> _PROBLEM DETAILS_
In the items, take the stretch from the line that contains "the neck as a single marker per instance." through the line that contains "point(297, 203)" and write it out again with "eyebrow" changed to "brow". Leave everything else as it is.

-- Start of DATA SUPPLIED --

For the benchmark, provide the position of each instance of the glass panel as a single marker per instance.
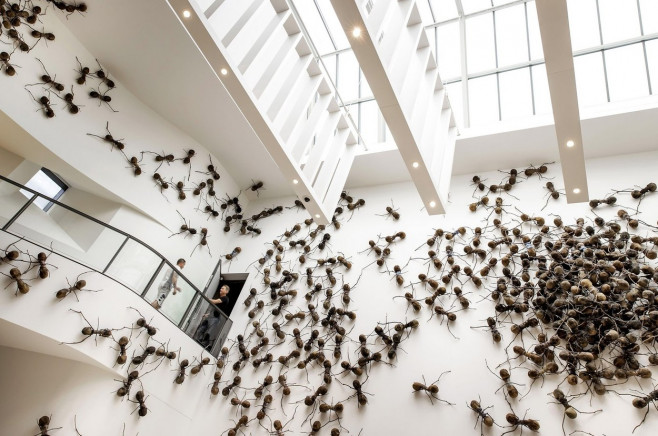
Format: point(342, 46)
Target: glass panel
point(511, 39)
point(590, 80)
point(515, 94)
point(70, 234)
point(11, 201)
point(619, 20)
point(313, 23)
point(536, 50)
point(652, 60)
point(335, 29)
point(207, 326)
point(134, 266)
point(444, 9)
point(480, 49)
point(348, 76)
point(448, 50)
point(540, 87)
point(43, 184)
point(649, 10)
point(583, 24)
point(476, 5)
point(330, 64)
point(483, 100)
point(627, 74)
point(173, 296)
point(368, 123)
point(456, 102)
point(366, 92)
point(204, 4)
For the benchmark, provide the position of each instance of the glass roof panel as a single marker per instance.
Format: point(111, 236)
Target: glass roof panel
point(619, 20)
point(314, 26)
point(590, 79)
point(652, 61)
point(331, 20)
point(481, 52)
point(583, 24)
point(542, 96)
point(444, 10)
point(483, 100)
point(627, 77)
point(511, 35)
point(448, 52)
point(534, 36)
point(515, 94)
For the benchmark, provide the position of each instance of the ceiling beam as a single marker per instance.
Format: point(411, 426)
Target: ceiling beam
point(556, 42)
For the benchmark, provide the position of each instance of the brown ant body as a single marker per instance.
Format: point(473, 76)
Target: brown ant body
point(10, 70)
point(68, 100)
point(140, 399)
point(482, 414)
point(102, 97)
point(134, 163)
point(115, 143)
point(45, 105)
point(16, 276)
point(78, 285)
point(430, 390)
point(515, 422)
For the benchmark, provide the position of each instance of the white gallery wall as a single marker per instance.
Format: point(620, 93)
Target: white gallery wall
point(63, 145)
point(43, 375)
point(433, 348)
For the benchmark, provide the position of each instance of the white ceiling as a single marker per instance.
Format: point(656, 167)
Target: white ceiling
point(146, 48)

-- End of DATA SUPPLIED --
-- Start of DATA SUPPLIED --

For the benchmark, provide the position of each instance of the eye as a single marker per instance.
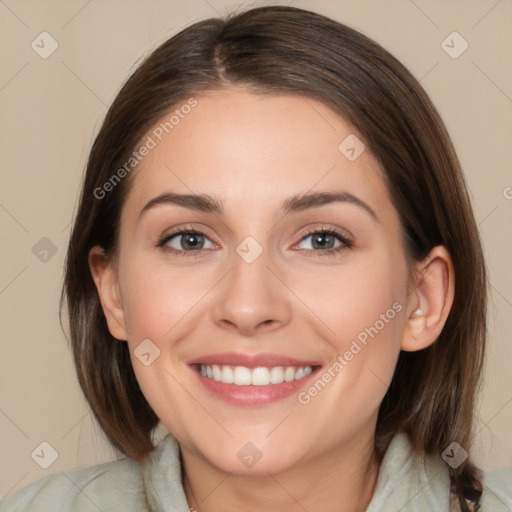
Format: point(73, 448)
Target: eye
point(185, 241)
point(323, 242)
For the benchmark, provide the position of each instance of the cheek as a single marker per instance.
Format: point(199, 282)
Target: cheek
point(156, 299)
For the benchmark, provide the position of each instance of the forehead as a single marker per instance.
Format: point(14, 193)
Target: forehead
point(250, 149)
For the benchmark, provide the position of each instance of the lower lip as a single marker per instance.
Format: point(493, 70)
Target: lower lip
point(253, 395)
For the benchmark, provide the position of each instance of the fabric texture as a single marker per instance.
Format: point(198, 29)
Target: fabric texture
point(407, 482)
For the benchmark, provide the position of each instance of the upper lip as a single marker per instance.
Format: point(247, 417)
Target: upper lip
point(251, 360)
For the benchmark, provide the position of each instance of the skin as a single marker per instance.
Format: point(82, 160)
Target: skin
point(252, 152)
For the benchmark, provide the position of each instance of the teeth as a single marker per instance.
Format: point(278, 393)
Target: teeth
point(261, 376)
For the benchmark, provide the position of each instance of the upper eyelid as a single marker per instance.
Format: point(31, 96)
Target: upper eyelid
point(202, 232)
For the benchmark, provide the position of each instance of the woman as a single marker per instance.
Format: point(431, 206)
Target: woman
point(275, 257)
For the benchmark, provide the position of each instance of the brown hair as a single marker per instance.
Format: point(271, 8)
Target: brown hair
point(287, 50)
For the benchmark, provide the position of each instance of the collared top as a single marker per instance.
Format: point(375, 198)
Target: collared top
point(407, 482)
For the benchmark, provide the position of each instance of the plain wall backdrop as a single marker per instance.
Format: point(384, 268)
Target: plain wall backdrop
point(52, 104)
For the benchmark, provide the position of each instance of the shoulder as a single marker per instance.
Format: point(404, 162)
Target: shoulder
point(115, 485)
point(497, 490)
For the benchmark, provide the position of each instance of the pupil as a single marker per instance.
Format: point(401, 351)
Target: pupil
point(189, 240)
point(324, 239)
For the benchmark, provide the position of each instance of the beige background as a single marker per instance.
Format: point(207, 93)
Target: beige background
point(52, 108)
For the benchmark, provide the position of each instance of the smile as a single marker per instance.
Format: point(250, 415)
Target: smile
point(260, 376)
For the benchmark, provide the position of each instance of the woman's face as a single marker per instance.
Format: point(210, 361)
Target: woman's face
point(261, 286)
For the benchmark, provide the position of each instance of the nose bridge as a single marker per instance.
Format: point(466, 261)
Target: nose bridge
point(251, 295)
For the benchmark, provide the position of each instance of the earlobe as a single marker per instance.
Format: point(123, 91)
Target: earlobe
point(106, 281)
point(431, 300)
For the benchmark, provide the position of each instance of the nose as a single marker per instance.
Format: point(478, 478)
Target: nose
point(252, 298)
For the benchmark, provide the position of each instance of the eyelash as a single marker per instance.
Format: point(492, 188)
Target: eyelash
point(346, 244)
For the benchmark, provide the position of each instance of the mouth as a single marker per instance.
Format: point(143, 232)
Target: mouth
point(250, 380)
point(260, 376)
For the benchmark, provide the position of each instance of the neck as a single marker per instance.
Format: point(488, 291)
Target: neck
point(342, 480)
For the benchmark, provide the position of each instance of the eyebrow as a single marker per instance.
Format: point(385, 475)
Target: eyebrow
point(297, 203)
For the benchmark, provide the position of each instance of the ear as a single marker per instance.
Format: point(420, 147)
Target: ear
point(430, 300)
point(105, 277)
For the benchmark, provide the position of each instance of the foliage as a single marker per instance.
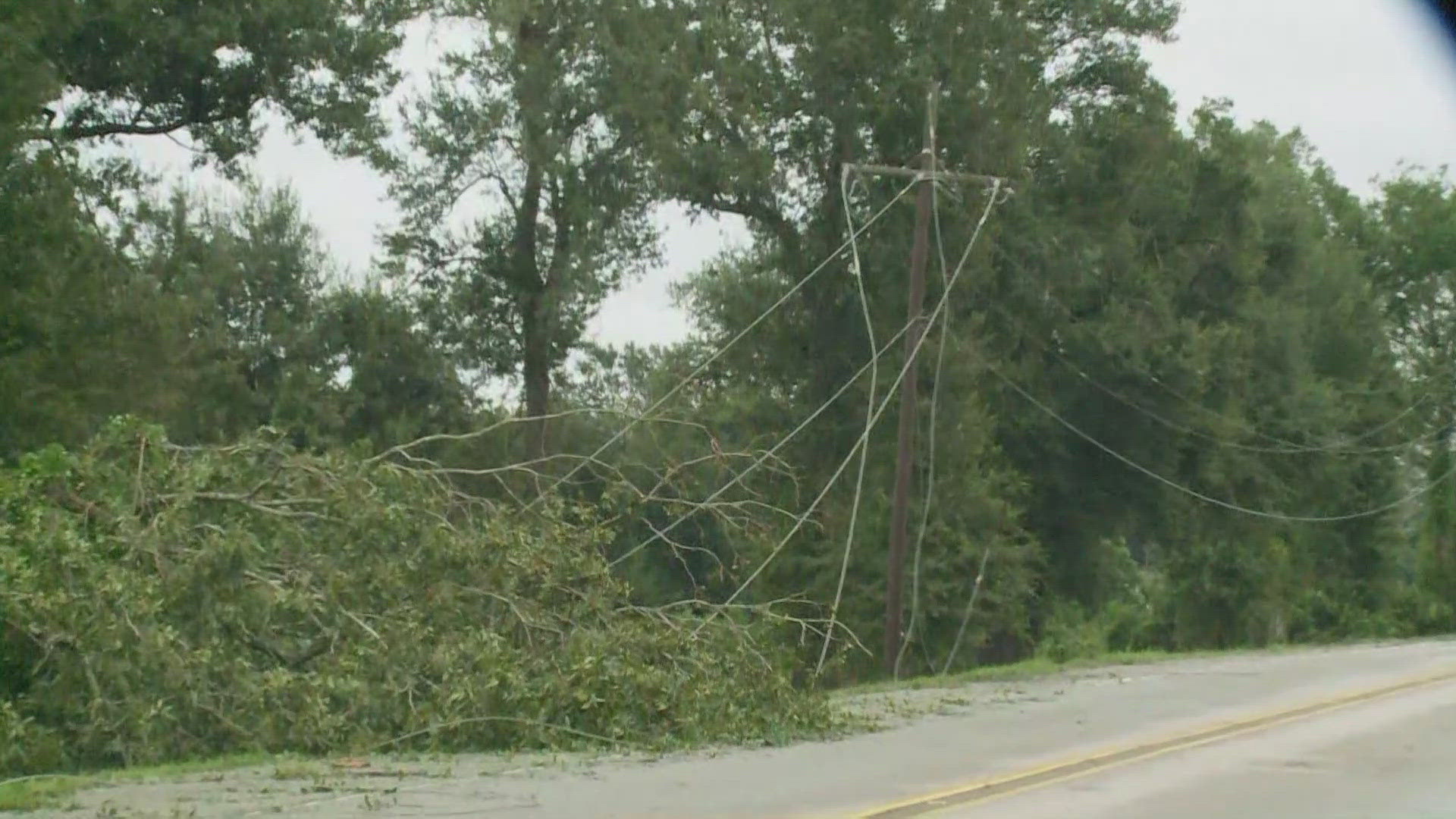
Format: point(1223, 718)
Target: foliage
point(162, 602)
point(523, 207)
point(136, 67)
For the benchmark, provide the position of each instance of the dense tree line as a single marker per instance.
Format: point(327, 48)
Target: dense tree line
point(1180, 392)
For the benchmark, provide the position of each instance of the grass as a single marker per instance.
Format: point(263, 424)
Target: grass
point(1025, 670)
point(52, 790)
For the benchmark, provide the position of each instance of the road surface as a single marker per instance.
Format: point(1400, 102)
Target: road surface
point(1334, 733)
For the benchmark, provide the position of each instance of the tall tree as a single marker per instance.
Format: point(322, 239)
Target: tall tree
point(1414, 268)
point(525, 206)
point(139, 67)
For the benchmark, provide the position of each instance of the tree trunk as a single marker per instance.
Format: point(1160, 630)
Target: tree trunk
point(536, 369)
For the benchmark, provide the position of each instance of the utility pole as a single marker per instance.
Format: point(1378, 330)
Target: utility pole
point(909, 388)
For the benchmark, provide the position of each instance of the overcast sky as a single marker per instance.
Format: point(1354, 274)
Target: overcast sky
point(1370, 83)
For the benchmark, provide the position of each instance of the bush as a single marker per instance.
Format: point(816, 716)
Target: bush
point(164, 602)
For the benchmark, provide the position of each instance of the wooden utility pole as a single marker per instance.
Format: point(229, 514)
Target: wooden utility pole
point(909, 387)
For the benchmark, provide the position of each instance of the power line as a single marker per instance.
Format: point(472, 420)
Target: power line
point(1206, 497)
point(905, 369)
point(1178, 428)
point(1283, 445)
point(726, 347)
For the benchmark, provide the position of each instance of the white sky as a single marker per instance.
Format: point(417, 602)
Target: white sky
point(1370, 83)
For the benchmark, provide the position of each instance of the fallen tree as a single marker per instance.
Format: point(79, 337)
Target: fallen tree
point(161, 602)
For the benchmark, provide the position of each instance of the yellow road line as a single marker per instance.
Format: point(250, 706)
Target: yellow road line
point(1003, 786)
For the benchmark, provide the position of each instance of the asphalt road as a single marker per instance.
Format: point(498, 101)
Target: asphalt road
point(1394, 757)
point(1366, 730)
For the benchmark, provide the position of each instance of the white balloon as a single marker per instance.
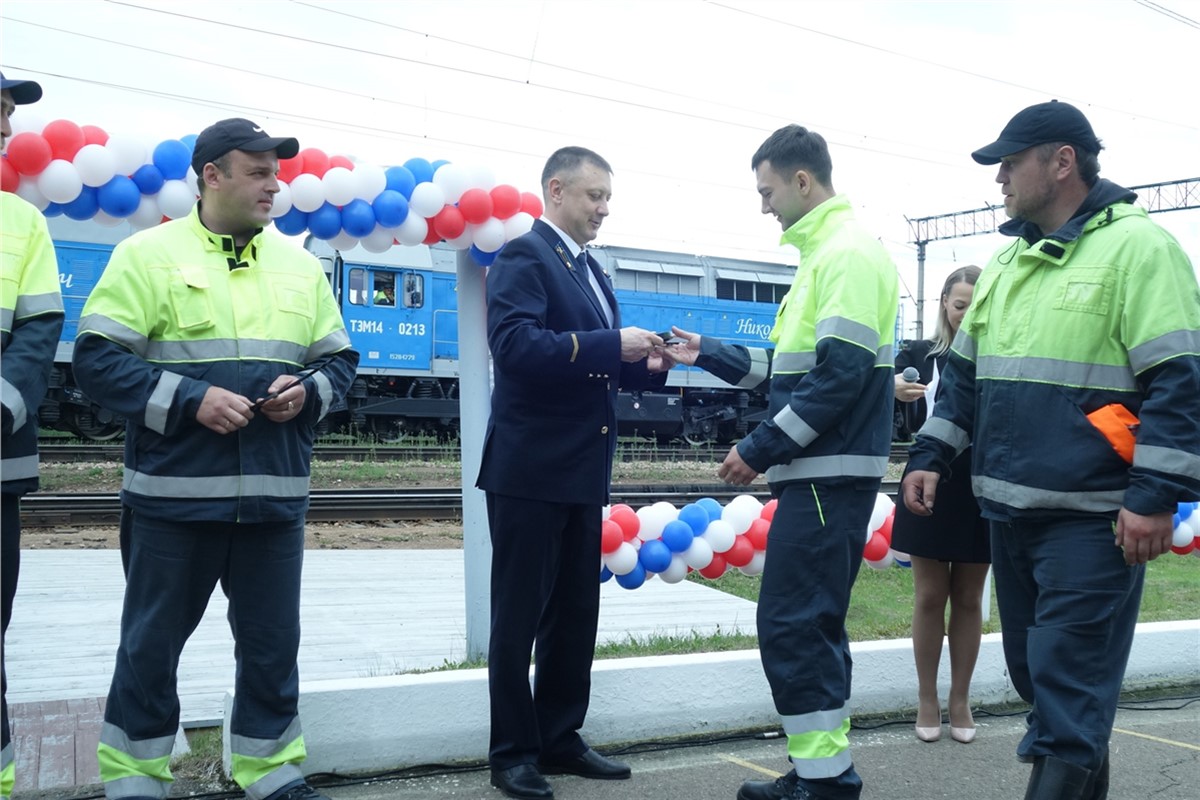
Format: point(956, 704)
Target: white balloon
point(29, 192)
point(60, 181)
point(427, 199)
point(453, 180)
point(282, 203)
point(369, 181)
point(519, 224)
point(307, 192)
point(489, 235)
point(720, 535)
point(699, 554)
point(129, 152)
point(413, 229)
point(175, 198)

-- End of DATA SUPPLIED --
-- Start of DATA SUPPLIED --

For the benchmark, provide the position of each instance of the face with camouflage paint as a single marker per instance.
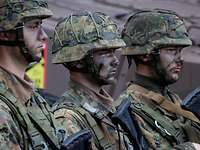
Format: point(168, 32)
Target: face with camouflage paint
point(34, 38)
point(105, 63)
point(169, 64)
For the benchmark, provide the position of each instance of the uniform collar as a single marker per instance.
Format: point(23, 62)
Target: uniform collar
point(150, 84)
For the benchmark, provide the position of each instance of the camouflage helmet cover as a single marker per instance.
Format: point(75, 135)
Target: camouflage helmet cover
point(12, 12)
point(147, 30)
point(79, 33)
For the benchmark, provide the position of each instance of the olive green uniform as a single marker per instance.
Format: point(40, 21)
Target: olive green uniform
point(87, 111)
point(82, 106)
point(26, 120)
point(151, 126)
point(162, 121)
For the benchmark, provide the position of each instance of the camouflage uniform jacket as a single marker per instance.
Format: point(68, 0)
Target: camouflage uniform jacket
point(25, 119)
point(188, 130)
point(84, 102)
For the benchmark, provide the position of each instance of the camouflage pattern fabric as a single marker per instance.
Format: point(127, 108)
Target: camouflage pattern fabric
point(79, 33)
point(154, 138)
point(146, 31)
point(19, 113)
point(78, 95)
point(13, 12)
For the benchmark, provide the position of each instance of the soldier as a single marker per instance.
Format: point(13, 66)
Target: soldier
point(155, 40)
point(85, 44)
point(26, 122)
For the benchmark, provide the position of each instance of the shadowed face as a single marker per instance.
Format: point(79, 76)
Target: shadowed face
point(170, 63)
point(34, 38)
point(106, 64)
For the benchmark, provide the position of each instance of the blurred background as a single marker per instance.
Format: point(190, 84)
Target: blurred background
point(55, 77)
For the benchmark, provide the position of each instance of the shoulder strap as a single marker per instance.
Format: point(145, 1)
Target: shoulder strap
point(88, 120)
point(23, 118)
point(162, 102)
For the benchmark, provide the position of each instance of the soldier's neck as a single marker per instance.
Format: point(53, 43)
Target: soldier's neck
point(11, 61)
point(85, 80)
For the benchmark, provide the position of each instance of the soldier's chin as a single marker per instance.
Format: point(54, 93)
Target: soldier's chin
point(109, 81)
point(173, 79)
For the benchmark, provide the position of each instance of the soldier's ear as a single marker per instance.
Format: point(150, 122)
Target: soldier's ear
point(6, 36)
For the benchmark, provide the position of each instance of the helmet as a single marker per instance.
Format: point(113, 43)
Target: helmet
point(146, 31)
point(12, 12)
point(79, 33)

-- End of DATA SUPPLIED --

> _ANSWER TO THIS EXERCISE_
For the benchmark, provide the position of each instance of the neck as a single marker per instance.
Format: point(488, 291)
Target: neck
point(342, 480)
For the benchmark, provide the position of each instance of the brow as a single marker per instance.
Format: point(385, 475)
Target: brow
point(297, 203)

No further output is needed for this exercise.